# ASSIGNMENT
Your copy must hold all of the data below, unchanged and without images.

[[ MATERIAL TO PROCESS, beginning ]]

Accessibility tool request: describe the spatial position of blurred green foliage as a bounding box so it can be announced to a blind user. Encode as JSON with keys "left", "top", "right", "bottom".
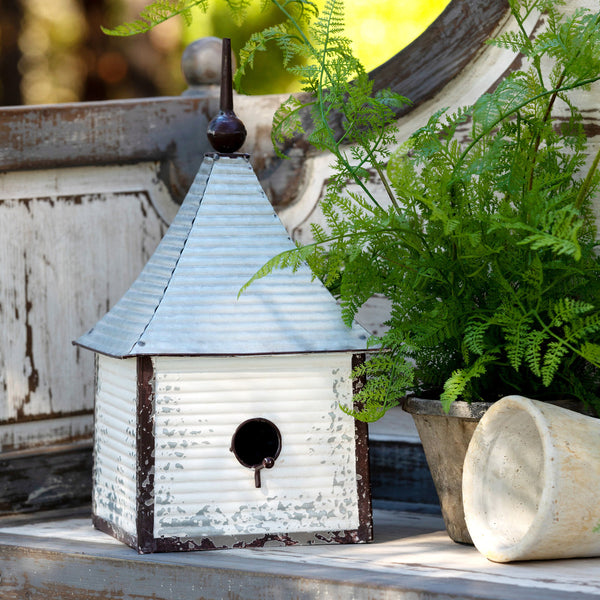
{"left": 181, "top": 0, "right": 451, "bottom": 94}
{"left": 183, "top": 1, "right": 303, "bottom": 94}
{"left": 1, "top": 0, "right": 450, "bottom": 104}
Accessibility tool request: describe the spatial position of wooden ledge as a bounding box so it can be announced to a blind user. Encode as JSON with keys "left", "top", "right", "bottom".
{"left": 0, "top": 509, "right": 598, "bottom": 600}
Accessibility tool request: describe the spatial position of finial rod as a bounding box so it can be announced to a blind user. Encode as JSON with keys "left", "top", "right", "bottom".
{"left": 206, "top": 38, "right": 247, "bottom": 154}
{"left": 220, "top": 37, "right": 234, "bottom": 112}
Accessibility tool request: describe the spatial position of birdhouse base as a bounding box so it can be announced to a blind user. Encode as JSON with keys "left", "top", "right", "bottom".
{"left": 91, "top": 353, "right": 372, "bottom": 554}
{"left": 93, "top": 513, "right": 370, "bottom": 553}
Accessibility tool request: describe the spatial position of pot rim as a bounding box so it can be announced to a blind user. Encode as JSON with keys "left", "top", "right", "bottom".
{"left": 402, "top": 396, "right": 491, "bottom": 420}
{"left": 402, "top": 395, "right": 592, "bottom": 420}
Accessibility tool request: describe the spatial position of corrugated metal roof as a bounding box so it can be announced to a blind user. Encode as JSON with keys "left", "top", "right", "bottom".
{"left": 75, "top": 154, "right": 370, "bottom": 357}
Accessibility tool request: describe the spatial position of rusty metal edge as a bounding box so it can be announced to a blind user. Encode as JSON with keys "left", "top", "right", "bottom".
{"left": 94, "top": 517, "right": 368, "bottom": 554}
{"left": 93, "top": 514, "right": 137, "bottom": 550}
{"left": 136, "top": 356, "right": 156, "bottom": 554}
{"left": 150, "top": 528, "right": 366, "bottom": 553}
{"left": 353, "top": 352, "right": 374, "bottom": 543}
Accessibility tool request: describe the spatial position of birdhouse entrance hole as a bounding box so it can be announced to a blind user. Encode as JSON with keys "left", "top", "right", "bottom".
{"left": 231, "top": 418, "right": 282, "bottom": 488}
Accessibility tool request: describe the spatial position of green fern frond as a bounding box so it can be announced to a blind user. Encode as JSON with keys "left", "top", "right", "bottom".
{"left": 488, "top": 30, "right": 533, "bottom": 54}
{"left": 464, "top": 317, "right": 492, "bottom": 355}
{"left": 235, "top": 23, "right": 305, "bottom": 91}
{"left": 519, "top": 230, "right": 581, "bottom": 259}
{"left": 506, "top": 314, "right": 535, "bottom": 371}
{"left": 580, "top": 342, "right": 600, "bottom": 365}
{"left": 340, "top": 354, "right": 413, "bottom": 422}
{"left": 541, "top": 340, "right": 569, "bottom": 385}
{"left": 238, "top": 244, "right": 316, "bottom": 297}
{"left": 522, "top": 254, "right": 544, "bottom": 295}
{"left": 440, "top": 353, "right": 498, "bottom": 411}
{"left": 271, "top": 94, "right": 313, "bottom": 158}
{"left": 578, "top": 313, "right": 600, "bottom": 341}
{"left": 524, "top": 329, "right": 548, "bottom": 377}
{"left": 549, "top": 297, "right": 594, "bottom": 327}
{"left": 511, "top": 204, "right": 584, "bottom": 259}
{"left": 102, "top": 0, "right": 208, "bottom": 36}
{"left": 537, "top": 9, "right": 600, "bottom": 83}
{"left": 472, "top": 76, "right": 530, "bottom": 137}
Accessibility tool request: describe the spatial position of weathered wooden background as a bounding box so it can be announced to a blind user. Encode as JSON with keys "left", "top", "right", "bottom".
{"left": 0, "top": 0, "right": 598, "bottom": 515}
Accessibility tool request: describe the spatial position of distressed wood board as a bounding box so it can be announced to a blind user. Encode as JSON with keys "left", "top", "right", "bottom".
{"left": 0, "top": 165, "right": 172, "bottom": 430}
{"left": 0, "top": 509, "right": 599, "bottom": 600}
{"left": 0, "top": 442, "right": 92, "bottom": 515}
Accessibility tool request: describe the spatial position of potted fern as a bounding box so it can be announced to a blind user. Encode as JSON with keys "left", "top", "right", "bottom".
{"left": 238, "top": 0, "right": 600, "bottom": 544}
{"left": 106, "top": 0, "right": 600, "bottom": 543}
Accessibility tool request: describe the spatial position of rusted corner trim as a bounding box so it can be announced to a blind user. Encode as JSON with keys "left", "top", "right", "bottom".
{"left": 352, "top": 352, "right": 373, "bottom": 543}
{"left": 93, "top": 514, "right": 137, "bottom": 550}
{"left": 146, "top": 529, "right": 366, "bottom": 554}
{"left": 93, "top": 520, "right": 366, "bottom": 554}
{"left": 136, "top": 355, "right": 156, "bottom": 554}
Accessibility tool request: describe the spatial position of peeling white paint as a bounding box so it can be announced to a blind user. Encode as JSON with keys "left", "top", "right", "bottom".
{"left": 152, "top": 353, "right": 359, "bottom": 539}
{"left": 0, "top": 163, "right": 171, "bottom": 431}
{"left": 93, "top": 355, "right": 137, "bottom": 536}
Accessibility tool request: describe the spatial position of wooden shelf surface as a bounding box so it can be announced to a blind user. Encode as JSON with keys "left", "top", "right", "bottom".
{"left": 0, "top": 508, "right": 598, "bottom": 599}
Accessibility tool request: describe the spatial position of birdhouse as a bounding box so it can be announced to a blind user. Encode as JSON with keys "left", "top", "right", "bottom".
{"left": 75, "top": 40, "right": 372, "bottom": 554}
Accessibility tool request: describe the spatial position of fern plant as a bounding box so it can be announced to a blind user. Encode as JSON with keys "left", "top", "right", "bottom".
{"left": 242, "top": 0, "right": 600, "bottom": 419}
{"left": 106, "top": 0, "right": 600, "bottom": 420}
{"left": 101, "top": 0, "right": 253, "bottom": 36}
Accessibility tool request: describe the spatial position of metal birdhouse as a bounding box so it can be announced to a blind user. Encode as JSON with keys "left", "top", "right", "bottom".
{"left": 75, "top": 39, "right": 372, "bottom": 553}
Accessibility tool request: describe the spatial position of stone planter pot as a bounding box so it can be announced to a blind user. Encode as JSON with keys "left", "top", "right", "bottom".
{"left": 463, "top": 395, "right": 600, "bottom": 562}
{"left": 402, "top": 397, "right": 491, "bottom": 544}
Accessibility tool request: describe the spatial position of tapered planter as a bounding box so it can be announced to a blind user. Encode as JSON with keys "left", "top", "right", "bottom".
{"left": 402, "top": 397, "right": 490, "bottom": 544}
{"left": 463, "top": 395, "right": 600, "bottom": 562}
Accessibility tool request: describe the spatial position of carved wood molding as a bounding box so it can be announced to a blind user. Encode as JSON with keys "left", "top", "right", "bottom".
{"left": 370, "top": 0, "right": 510, "bottom": 112}
{"left": 0, "top": 98, "right": 213, "bottom": 204}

[[ MATERIAL TO PROCESS, end ]]

# WRITTEN ANSWER
Accessibility tool request: describe the spatial position of blurred green foliage as a bounding box so it can be announced to a blind user. Encode as JSON with keys "left", "top", "right", "bottom".
{"left": 181, "top": 0, "right": 451, "bottom": 94}
{"left": 183, "top": 1, "right": 303, "bottom": 94}
{"left": 1, "top": 0, "right": 450, "bottom": 104}
Accessibility tool request: describe the spatial position of wooden ledge as a bounding box so it can be announced to a blind user. Encode as JSON with keys "left", "top", "right", "bottom".
{"left": 0, "top": 509, "right": 598, "bottom": 600}
Accessibility tool request: describe the spatial position of finial rod as a bounding box so it can be announced to a blind user. Encode as JSON with keys "left", "top", "right", "bottom".
{"left": 206, "top": 38, "right": 247, "bottom": 154}
{"left": 220, "top": 37, "right": 234, "bottom": 112}
Accessibility tool request: describe the spatial position of birdhouse base as a bounding box so it can be announced to a blind user. Encode as JSON with keys "left", "top", "right", "bottom".
{"left": 91, "top": 353, "right": 372, "bottom": 554}
{"left": 93, "top": 513, "right": 370, "bottom": 553}
Accessibility tool request: describe the spatial position of pot rim as a bounding box so it can be announced to a blind user. Encode as JSON with keys "left", "top", "right", "bottom".
{"left": 402, "top": 396, "right": 491, "bottom": 420}
{"left": 402, "top": 395, "right": 592, "bottom": 420}
Accessibility tool request: describe the spatial position of corrugated metal roof as a bounding box so it can be announced to a blind user. Encode as JSON with keys "left", "top", "right", "bottom".
{"left": 75, "top": 154, "right": 370, "bottom": 357}
Accessibility tool request: describe the spatial position of rusty metal edge as a bounding box so it can be announced to a blind user. Encode as JSON with keys "left", "top", "right", "bottom".
{"left": 94, "top": 517, "right": 368, "bottom": 554}
{"left": 93, "top": 514, "right": 137, "bottom": 550}
{"left": 136, "top": 356, "right": 156, "bottom": 554}
{"left": 150, "top": 528, "right": 366, "bottom": 553}
{"left": 353, "top": 352, "right": 374, "bottom": 543}
Accessibility tool request: describe the spatial position of birdhouse entrance hole as a bounding box so it can be announced to a blind user. Encode as JSON with keys "left", "top", "right", "bottom".
{"left": 231, "top": 418, "right": 282, "bottom": 488}
Accessibility tool request: describe the spatial position of green fern frond as a bounding box so it can be announced to a blind user. Encode as JSON with keys "left", "top", "right", "bottom".
{"left": 488, "top": 30, "right": 533, "bottom": 54}
{"left": 464, "top": 317, "right": 492, "bottom": 355}
{"left": 235, "top": 23, "right": 305, "bottom": 91}
{"left": 519, "top": 230, "right": 581, "bottom": 259}
{"left": 506, "top": 314, "right": 535, "bottom": 371}
{"left": 580, "top": 342, "right": 600, "bottom": 365}
{"left": 340, "top": 354, "right": 413, "bottom": 422}
{"left": 541, "top": 340, "right": 569, "bottom": 385}
{"left": 238, "top": 244, "right": 316, "bottom": 297}
{"left": 522, "top": 254, "right": 544, "bottom": 295}
{"left": 440, "top": 353, "right": 498, "bottom": 411}
{"left": 271, "top": 94, "right": 313, "bottom": 158}
{"left": 578, "top": 313, "right": 600, "bottom": 341}
{"left": 524, "top": 329, "right": 548, "bottom": 377}
{"left": 549, "top": 297, "right": 594, "bottom": 327}
{"left": 511, "top": 204, "right": 584, "bottom": 259}
{"left": 102, "top": 0, "right": 208, "bottom": 36}
{"left": 537, "top": 9, "right": 600, "bottom": 83}
{"left": 472, "top": 76, "right": 530, "bottom": 137}
Accessibility tool request: describe the spatial position of weathered wooden background as a bounding box so it can be announced to a blind user. Encode as JSON with keys "left", "top", "right", "bottom".
{"left": 0, "top": 0, "right": 598, "bottom": 515}
Accessibility tool request: describe the spatial position of distressed wood board as a bounding box so it can be announced to a blind user. Encode as JSON with keys "left", "top", "right", "bottom".
{"left": 0, "top": 165, "right": 172, "bottom": 430}
{"left": 0, "top": 509, "right": 599, "bottom": 600}
{"left": 0, "top": 442, "right": 92, "bottom": 515}
Accessibility tool request: describe the spatial position of potted fern as a bounding box so it can be announced to a blind user. Encode as JSON with keys "left", "top", "right", "bottom".
{"left": 238, "top": 0, "right": 600, "bottom": 544}
{"left": 106, "top": 0, "right": 600, "bottom": 543}
Accessibility tool request: describe the spatial position of rusted corner trim as a bounding box so it can be announced to a blind user. Encode as JSON with keys "left", "top", "right", "bottom".
{"left": 352, "top": 352, "right": 373, "bottom": 543}
{"left": 93, "top": 514, "right": 137, "bottom": 550}
{"left": 146, "top": 529, "right": 366, "bottom": 554}
{"left": 93, "top": 520, "right": 366, "bottom": 554}
{"left": 136, "top": 355, "right": 156, "bottom": 554}
Accessibility tool request: describe the spatial position of peeling white paint as a bounding box so it can be announced to a blind user. Encode as JSON with keys "left", "top", "right", "bottom".
{"left": 152, "top": 353, "right": 359, "bottom": 539}
{"left": 0, "top": 163, "right": 171, "bottom": 431}
{"left": 93, "top": 355, "right": 137, "bottom": 536}
Accessibility tool request: describe the spatial position of wooden shelf surface as a bounding box so it can be announced to a blind user. Encode as JSON with keys "left", "top", "right", "bottom".
{"left": 0, "top": 508, "right": 598, "bottom": 599}
Accessibility tool request: describe the spatial position of birdhouse as a bounding box so it can be announced to a blind user. Encode as JSON with keys "left", "top", "right", "bottom".
{"left": 75, "top": 40, "right": 372, "bottom": 554}
Accessibility tool request: describe the spatial position of fern plant as a bounding box so it can be announced to a blind user. Encode as JSON with keys "left", "top", "right", "bottom".
{"left": 242, "top": 0, "right": 600, "bottom": 419}
{"left": 106, "top": 0, "right": 600, "bottom": 420}
{"left": 101, "top": 0, "right": 253, "bottom": 36}
Accessibility tool request: describe the spatial position of metal birdhouse as a bounding box so it can be announced to a blind user. Encode as JSON with keys "left", "top", "right", "bottom".
{"left": 75, "top": 39, "right": 372, "bottom": 553}
Accessibility tool request: describe the spatial position of stone planter pot as a bounding box so it can be announced to a blind user. Encode as JSON with keys "left", "top", "right", "bottom".
{"left": 463, "top": 395, "right": 600, "bottom": 562}
{"left": 402, "top": 397, "right": 491, "bottom": 544}
Accessibility tool request: describe the spatial position of tapered planter as a bounding box so it can be announced to a blind user. Encode as JSON with keys "left", "top", "right", "bottom".
{"left": 402, "top": 397, "right": 490, "bottom": 544}
{"left": 463, "top": 395, "right": 600, "bottom": 562}
Accessibility tool request: describe the spatial position of carved wood molding as a bounding box so it can be announced to a blind user. Encode as JSON with keys "left", "top", "right", "bottom".
{"left": 370, "top": 0, "right": 510, "bottom": 112}
{"left": 0, "top": 98, "right": 213, "bottom": 204}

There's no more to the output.